:: Task details ::
Count how many lines in the rows below contain the string "branch", treating uppercase and lowercase letters as different. Reply with the number alone.

:: Entries provided ::
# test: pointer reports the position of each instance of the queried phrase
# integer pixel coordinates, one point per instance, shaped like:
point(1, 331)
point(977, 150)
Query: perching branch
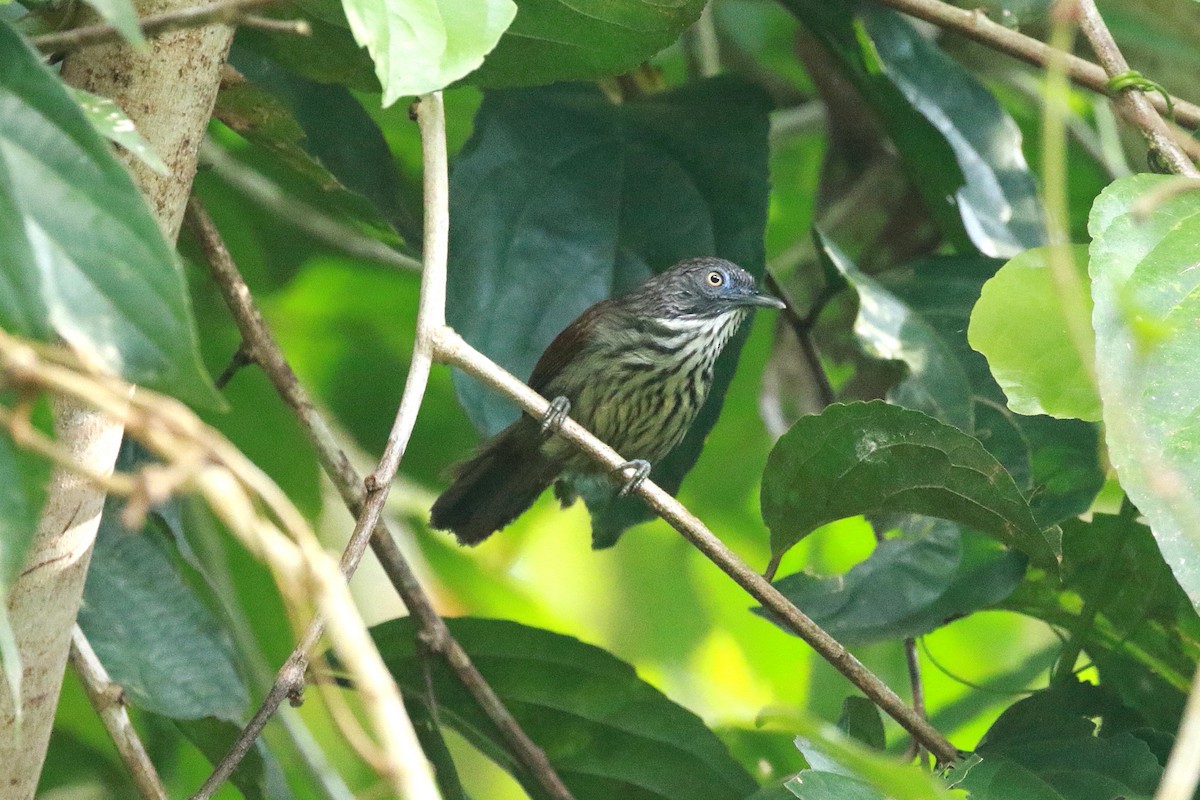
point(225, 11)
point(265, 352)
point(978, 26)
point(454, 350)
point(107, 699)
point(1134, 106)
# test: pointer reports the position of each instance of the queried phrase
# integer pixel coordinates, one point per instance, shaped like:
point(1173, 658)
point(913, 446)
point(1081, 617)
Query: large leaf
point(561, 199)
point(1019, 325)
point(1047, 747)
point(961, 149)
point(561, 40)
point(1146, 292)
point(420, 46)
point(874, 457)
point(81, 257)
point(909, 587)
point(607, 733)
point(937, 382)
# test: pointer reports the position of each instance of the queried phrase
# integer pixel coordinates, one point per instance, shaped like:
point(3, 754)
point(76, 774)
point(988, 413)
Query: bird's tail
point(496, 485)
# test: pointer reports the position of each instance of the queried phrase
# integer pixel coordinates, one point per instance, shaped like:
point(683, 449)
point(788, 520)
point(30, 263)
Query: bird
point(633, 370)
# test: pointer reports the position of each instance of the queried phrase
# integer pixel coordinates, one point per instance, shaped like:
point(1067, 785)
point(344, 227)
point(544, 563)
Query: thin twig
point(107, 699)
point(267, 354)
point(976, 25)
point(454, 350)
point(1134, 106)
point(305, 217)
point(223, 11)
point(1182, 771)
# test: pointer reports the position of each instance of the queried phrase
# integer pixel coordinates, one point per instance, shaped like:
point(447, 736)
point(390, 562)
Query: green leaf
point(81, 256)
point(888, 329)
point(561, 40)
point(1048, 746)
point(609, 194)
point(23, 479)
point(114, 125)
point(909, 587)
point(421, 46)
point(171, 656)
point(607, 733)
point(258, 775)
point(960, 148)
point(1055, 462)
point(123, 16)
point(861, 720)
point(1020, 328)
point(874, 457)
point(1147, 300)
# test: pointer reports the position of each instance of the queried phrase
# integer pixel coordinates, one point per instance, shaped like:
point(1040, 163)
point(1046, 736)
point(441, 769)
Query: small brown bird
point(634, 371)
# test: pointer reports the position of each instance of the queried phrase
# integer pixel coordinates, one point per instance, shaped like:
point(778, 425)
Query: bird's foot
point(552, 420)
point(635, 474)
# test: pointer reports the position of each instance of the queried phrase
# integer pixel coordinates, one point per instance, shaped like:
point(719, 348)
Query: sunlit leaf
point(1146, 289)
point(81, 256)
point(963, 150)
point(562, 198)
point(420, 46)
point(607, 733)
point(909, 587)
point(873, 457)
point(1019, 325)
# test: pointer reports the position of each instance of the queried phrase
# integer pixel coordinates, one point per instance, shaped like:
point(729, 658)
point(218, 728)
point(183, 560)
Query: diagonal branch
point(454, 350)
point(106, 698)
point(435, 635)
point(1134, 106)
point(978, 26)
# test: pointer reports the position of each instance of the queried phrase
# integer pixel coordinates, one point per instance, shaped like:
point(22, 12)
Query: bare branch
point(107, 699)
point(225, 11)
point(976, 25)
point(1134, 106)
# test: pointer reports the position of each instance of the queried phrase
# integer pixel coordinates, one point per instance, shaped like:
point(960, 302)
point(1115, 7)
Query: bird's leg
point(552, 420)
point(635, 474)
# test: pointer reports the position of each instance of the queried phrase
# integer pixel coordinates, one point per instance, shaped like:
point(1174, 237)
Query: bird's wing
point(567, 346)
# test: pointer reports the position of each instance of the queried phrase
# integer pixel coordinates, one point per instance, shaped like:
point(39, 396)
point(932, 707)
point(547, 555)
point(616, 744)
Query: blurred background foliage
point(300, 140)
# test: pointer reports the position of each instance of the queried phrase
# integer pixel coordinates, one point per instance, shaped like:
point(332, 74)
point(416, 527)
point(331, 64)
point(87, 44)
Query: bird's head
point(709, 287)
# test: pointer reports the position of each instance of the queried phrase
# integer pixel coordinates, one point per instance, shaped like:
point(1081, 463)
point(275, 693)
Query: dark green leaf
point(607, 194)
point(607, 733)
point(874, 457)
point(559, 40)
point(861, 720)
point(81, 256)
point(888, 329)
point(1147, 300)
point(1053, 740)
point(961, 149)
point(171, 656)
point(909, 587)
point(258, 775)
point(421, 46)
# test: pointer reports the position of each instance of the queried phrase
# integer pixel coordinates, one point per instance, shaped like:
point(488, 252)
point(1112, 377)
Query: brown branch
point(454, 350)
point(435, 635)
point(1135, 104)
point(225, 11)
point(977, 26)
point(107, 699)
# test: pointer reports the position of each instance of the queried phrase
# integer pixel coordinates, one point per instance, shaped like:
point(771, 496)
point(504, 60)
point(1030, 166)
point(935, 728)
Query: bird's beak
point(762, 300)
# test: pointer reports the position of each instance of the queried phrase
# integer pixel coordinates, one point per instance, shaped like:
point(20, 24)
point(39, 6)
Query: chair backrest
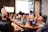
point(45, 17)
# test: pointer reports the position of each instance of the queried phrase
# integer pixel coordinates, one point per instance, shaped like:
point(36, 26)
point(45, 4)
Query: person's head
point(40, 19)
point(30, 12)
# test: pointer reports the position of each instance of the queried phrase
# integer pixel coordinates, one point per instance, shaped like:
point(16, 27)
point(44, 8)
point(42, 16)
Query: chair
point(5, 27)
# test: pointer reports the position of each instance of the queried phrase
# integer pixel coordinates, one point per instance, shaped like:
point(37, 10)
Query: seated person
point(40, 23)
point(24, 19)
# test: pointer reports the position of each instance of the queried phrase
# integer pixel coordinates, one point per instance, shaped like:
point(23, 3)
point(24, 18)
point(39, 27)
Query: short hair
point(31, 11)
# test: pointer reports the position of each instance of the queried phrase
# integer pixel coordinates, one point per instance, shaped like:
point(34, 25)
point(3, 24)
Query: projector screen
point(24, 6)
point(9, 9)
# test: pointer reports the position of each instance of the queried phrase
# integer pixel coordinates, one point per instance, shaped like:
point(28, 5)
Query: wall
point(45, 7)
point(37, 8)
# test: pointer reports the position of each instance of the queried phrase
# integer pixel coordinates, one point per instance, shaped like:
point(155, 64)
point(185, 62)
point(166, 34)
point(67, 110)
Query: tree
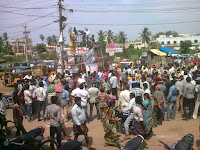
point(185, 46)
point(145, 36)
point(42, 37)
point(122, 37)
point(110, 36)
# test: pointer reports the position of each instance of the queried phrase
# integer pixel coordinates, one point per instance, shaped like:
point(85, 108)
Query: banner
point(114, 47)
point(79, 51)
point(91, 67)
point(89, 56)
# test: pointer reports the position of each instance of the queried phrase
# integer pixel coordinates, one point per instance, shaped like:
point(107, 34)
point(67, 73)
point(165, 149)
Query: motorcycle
* * *
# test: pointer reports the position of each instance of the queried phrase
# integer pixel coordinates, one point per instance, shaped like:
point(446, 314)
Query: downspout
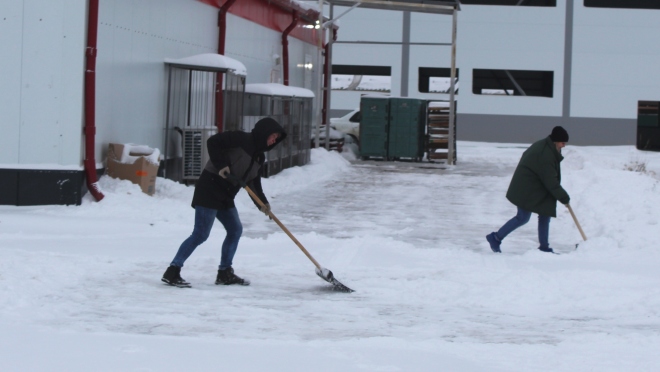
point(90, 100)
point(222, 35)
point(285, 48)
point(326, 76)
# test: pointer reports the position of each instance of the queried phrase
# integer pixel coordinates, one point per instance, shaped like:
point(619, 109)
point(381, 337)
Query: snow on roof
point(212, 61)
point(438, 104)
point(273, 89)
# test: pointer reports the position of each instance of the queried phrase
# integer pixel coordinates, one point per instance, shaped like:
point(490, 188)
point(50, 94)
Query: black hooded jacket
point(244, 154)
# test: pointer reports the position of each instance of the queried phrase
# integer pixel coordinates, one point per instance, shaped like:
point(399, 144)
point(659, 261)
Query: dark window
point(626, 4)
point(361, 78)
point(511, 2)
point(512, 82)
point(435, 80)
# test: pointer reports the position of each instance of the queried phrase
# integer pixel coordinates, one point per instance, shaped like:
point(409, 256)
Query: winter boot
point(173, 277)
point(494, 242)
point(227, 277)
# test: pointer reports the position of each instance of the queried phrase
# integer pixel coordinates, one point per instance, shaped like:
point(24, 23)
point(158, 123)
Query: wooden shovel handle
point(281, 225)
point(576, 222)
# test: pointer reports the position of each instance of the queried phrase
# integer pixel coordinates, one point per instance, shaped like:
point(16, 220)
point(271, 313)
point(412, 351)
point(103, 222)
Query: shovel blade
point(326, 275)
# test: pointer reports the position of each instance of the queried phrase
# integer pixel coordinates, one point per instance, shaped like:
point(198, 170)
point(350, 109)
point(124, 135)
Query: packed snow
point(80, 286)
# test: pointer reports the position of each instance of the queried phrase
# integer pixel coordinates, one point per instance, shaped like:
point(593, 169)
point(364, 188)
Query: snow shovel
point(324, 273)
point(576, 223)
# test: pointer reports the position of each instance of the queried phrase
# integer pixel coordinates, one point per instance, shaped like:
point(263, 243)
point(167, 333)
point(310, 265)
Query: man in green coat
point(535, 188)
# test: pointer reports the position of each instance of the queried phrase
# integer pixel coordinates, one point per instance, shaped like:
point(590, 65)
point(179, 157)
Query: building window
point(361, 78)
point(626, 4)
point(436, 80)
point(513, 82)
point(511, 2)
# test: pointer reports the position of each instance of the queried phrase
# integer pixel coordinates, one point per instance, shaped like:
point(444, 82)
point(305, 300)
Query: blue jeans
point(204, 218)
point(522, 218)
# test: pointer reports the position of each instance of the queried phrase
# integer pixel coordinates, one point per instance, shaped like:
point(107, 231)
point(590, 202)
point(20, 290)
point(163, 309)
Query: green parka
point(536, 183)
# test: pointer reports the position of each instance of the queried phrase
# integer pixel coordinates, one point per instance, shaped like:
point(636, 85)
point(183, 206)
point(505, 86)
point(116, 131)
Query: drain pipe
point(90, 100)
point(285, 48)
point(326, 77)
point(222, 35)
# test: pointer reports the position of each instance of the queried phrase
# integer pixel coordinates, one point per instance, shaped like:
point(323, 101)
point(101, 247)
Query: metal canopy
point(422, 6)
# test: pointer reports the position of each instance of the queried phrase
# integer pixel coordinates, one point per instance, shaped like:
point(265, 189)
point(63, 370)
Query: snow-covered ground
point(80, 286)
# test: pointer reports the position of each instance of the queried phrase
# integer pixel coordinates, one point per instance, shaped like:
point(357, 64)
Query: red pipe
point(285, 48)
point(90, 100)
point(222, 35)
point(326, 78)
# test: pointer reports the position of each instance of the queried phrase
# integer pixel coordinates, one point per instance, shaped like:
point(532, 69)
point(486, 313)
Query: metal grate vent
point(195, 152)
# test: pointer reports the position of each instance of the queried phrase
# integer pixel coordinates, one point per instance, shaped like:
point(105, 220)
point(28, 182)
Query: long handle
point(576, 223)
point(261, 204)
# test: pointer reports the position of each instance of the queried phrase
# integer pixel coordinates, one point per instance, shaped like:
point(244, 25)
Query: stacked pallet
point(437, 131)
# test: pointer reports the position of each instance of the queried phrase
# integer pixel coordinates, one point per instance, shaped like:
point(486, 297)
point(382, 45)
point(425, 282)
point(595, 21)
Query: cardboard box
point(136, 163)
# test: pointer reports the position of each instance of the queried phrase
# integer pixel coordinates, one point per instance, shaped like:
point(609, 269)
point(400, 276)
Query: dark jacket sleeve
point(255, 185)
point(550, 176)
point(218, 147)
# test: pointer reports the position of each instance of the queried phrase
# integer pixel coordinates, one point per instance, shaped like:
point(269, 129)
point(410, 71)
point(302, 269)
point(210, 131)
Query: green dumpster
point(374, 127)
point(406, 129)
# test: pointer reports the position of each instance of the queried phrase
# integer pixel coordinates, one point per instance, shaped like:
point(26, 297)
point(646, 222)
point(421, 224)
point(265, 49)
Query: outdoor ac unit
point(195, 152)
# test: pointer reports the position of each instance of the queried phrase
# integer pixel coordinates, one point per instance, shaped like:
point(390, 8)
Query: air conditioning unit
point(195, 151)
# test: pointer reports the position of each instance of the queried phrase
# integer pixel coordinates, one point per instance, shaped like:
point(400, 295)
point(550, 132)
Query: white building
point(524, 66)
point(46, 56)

:: Result of the exercise ::
4